The answer must consist only of the lines from the line with "Target: man's outstretched hand" to the line with "[(294, 156), (504, 271), (456, 313), (493, 404)]", both included, exactly as they stand below.

#### Data in this exercise

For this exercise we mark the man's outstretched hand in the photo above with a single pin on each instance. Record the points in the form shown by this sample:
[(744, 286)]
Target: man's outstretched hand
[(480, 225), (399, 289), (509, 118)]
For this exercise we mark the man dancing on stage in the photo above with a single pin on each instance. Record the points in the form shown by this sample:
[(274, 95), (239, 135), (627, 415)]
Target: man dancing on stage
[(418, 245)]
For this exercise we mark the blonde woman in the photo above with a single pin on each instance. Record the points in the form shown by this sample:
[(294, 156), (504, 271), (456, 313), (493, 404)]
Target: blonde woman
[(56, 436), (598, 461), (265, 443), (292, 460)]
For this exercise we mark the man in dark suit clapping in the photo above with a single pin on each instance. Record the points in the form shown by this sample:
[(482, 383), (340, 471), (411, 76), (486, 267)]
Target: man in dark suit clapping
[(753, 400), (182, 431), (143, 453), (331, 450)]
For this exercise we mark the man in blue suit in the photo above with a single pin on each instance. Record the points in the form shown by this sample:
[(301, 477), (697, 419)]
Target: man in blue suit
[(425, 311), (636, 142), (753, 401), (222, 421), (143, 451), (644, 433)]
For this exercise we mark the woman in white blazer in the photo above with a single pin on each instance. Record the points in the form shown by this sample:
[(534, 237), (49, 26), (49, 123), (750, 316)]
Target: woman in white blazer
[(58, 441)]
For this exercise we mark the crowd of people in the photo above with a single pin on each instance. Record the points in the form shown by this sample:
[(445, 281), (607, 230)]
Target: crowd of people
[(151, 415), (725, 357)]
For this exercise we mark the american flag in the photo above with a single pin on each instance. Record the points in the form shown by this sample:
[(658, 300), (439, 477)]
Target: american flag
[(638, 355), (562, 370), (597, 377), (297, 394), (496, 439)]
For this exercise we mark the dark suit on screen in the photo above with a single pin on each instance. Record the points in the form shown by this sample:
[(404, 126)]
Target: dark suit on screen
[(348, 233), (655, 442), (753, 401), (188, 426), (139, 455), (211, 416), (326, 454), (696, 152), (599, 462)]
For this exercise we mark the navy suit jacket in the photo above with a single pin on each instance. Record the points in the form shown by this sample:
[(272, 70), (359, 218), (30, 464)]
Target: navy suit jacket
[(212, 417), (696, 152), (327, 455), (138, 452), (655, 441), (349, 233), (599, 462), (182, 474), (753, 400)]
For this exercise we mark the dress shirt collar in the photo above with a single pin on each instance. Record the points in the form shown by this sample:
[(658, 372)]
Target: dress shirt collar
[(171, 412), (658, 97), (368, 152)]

########

§ **Output of the task**:
Target: man's outstretched hand
[(480, 225), (399, 289), (509, 118)]
For this exercise we mark the man dancing on stage in the photo above with a single pin on each instance. Record the points in the form shown by this sample:
[(274, 95), (239, 135), (627, 415)]
Target: man dancing on stage
[(418, 245)]
For this exercise we mark the blonde woman in the photo above with a single pin on each instance. Record the points in the form shown by this sample:
[(294, 156), (504, 271), (456, 313), (493, 404)]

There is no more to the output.